### [DIRECTIVES]
(1) Copy from the blog text, word for word, everything from "Julia Cameron, Finding" down to "in this blog.".
(2) Answer these questions from the blog text:
(a) On which day of the Artscape show was the writer able to post?
(b) When is the arrival at the Dallas Arboretum scheduled?
(c) Who is the subject of the completed acrylic on canvas from 1987?

### [PASSAGE TO READ]

==*==

Despite several days of severe thunderstorms, we have managed to do quite well at Artscape. Today (Sunday) we are in our final day, and the storms have mostly fallen outside festival hours.

I have managed to sell more framed original watercolors than ever before at an outdoor festival. The crowds have been amazing! This is the 3rd and final day of the show, and my only opportunity to post. That is how busy we have been.

Thanks for reading. I intend to share plenty more when this is over.

Digging Up Bones, Late in the Night

April 23, 2024

My New Exhibit at Studio 48 Gallery in Arlington’s Gracie Lane Boutiques

We will all return to the Bateau-Lavoir. We were never truly happy except there.

Pablo Picasso in 1945, quoted in Picasso and the Painting That Shocked the World, by Miles J. Unger

I did some of the best work of my life there.

Robert Motherwell, reminiscing about his East Hampton years, 1944-1952, quoted in Robert Motherwell: The East Hampton Years, 1944-1952, by Phyllis Tuchman

I am on dangerous ground. My mind wants to gild my memories. It wants to present the past in soft focus, as muzzy and sentimental as a greeting card. It doesn’t want to remember the long days spent drinking . . . No, I cannot afford to romance my past. It does not serve me. To stay emotionally sober, I must focus the lens of my perceptions clearly on the now.

Julia Cameron, Finding Water: The Art of Perseverence

I am up past midnight in my sacred Studio Eidolons. Sandi is busy in the other room, and I feel the warmth and camaraderie of her presence. The next two days will seem frenetic, as we organize, pack and load for a 6:00 a.m. arrival Friday at the Dallas Arboretum. But we’ve been here before, many times, and panic is not in our psyches. I’m enjoying the quiet of the night as jazz softly plays in my studio and I attempt to state my present mind in this blog.

The string of quotes above touch me deeply. I have read several times of artists in their senior years somehow pining to return to the way things were when they were younger. My sentiments, however, align with Julia Cameron in her Finding Water. I have no pretense about my life in 1987 when I was trying to figure out what direction to take. I’m posting a photo below of me in the back yard of my garage apartment in those days, posing before a completed acrylic on canvas of my hero Friedrich Nietzsche, laboring into the night. I miss my trim physique and full head of hair from those days, but that is all. I am not romanticizing those days. They were pure hell. I recently re-read my entire 1987 journal that recorded those torrid, suffering days, and all I can say tonight is Good Riddance.

==*==

### [PROVIDED RECORDS]

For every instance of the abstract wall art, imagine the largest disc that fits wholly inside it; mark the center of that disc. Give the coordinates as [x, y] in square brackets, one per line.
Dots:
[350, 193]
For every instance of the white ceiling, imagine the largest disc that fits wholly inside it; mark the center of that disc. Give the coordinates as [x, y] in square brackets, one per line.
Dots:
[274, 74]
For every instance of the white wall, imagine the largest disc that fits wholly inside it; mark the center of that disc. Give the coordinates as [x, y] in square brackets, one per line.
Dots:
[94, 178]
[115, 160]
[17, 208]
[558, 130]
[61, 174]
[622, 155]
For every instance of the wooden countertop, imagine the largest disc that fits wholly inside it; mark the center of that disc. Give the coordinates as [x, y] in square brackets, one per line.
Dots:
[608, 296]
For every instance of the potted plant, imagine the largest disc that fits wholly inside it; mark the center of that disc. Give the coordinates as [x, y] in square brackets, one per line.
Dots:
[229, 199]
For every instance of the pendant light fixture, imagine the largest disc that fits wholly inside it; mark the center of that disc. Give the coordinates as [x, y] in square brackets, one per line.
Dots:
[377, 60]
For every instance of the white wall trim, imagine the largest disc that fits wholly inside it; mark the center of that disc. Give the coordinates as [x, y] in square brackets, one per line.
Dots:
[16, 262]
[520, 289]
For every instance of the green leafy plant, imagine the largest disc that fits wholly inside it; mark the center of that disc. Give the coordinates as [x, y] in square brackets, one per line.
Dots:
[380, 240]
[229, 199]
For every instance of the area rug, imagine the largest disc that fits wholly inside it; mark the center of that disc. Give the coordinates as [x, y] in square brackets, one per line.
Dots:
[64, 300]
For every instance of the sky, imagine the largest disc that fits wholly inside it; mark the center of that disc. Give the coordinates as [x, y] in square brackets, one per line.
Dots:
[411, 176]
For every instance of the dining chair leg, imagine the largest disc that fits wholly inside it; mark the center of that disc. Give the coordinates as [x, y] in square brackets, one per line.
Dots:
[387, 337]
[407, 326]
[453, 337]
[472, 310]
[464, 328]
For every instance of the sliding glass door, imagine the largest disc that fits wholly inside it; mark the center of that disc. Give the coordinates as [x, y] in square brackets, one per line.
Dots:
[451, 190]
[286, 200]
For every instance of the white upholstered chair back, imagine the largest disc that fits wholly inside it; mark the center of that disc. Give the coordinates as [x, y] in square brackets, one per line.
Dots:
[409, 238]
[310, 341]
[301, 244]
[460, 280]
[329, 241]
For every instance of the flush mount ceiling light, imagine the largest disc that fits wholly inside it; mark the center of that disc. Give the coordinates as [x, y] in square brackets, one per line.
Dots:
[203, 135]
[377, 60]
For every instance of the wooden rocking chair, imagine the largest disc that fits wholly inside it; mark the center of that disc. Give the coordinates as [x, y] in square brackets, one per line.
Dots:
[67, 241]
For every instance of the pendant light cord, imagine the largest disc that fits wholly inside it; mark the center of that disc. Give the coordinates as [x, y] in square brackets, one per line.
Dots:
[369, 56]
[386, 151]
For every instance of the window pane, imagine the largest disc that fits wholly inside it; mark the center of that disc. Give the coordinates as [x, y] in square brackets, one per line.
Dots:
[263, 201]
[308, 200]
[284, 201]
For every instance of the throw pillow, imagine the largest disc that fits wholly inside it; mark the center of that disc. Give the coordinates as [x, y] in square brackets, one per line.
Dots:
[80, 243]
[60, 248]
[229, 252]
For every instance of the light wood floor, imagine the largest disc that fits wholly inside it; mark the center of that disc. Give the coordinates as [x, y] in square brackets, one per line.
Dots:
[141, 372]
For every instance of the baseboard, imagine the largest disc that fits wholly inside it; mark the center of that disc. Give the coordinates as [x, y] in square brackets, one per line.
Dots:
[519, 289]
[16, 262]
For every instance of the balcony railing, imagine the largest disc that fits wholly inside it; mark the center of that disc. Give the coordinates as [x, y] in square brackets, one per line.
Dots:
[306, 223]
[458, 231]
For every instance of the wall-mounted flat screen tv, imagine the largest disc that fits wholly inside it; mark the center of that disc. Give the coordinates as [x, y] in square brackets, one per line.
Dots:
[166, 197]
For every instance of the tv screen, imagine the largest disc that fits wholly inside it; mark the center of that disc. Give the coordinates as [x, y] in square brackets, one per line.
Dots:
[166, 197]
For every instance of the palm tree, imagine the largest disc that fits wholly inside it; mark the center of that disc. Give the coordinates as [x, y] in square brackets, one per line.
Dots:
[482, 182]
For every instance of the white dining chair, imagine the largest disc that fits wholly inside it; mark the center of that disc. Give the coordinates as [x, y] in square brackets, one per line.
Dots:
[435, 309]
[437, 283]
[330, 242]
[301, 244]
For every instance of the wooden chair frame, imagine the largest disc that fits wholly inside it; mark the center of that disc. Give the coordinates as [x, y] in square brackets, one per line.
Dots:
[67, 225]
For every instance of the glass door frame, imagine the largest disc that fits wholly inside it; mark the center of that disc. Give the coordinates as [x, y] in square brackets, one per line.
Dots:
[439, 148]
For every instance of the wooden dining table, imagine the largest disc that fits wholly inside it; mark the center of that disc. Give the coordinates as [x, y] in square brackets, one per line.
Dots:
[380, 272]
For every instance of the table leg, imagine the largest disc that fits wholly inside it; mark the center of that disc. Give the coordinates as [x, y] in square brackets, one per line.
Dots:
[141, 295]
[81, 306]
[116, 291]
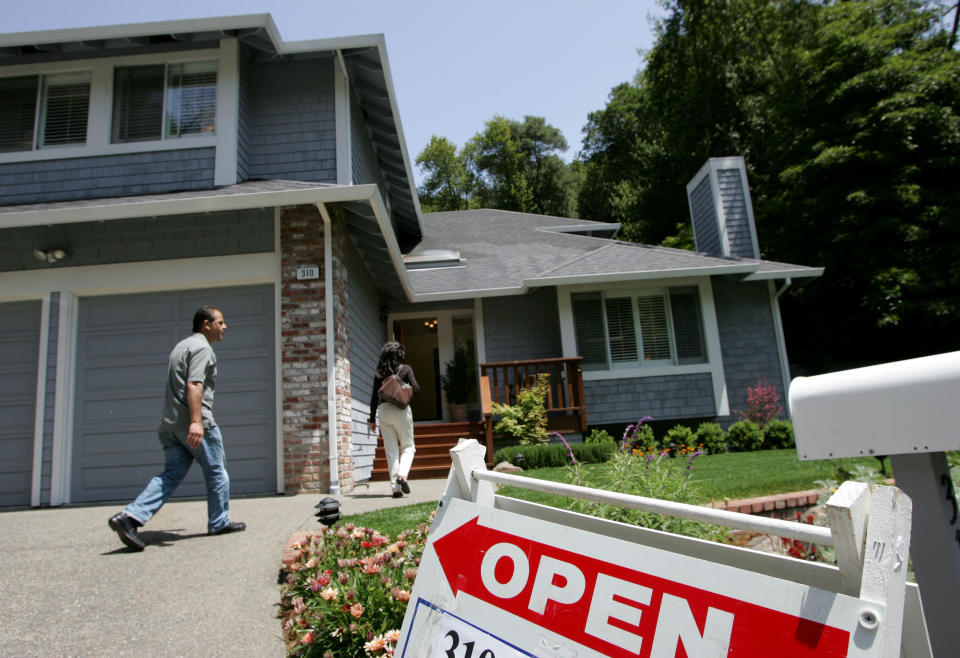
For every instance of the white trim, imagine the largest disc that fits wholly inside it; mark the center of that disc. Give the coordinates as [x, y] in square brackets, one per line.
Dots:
[40, 401]
[60, 475]
[711, 335]
[228, 112]
[278, 352]
[341, 87]
[101, 107]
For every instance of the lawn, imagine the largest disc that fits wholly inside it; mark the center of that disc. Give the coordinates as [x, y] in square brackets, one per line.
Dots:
[716, 477]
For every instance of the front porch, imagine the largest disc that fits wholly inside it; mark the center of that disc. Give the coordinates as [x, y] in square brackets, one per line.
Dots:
[499, 382]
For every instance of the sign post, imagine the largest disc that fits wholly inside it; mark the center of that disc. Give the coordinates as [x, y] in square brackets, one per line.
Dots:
[905, 410]
[502, 578]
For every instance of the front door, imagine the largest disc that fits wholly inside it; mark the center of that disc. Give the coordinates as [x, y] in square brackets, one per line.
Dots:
[430, 341]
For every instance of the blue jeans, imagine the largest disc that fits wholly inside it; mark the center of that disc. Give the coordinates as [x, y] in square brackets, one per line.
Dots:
[177, 458]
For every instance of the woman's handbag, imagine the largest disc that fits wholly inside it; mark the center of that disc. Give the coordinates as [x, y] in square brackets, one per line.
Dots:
[396, 392]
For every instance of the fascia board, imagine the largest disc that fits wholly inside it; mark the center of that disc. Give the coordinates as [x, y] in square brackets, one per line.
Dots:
[140, 29]
[639, 275]
[799, 273]
[155, 208]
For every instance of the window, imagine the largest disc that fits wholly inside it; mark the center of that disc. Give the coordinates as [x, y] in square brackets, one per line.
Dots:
[164, 101]
[639, 328]
[56, 116]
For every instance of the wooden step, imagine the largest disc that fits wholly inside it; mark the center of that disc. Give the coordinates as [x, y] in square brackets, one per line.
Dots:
[433, 441]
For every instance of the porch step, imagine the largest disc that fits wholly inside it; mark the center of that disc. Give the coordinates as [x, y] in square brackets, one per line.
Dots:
[433, 443]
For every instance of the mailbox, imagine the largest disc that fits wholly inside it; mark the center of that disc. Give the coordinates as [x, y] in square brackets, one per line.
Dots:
[896, 408]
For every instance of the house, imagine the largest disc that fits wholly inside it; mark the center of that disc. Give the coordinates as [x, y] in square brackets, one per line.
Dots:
[148, 169]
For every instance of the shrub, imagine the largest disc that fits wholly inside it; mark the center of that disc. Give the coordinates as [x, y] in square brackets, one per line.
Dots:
[778, 434]
[677, 438]
[555, 454]
[712, 437]
[526, 421]
[599, 436]
[763, 403]
[347, 591]
[744, 435]
[639, 437]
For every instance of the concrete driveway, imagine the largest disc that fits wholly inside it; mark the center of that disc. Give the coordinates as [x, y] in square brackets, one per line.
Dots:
[70, 588]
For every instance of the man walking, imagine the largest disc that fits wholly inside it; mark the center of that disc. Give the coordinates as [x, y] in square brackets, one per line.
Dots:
[187, 432]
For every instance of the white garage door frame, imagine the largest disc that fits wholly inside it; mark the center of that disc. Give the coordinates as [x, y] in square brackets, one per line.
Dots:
[156, 276]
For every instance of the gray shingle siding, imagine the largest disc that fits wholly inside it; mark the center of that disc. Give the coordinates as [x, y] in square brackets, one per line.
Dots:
[748, 338]
[367, 335]
[69, 179]
[290, 125]
[731, 184]
[522, 326]
[132, 240]
[612, 401]
[704, 216]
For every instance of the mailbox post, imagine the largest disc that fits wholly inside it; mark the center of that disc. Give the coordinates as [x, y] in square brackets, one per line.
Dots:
[908, 411]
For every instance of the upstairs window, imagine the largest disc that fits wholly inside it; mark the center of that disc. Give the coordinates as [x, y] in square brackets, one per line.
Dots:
[164, 101]
[638, 329]
[44, 111]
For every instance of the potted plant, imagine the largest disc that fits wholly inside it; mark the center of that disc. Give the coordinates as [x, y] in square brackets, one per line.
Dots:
[458, 384]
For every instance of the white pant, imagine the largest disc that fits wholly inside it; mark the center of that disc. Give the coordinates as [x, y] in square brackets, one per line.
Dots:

==*==

### [ANSWERS FOR THE TASKS]
(1)
Julia Cameron, Finding Water: The Art of Perseverence

I am up past midnight in my sacred Studio Eidolons. Sandi is busy in the other room, and I feel the warmth and camaraderie of her presence. The next two days will seem frenetic, as we organize, pack and load for a 6:00 a.m. arrival Friday at the Dallas Arboretum. But we’ve been here before, many times, and panic is not in our psyches. I’m enjoying the quiet of the night as jazz softly plays in my studio and I attempt to state my present mind in this blog.

(2)
(a) The 3rd and final day, Sunday.
(b) At 6:00 a.m. Friday.
(c) Friedrich Nietzsche.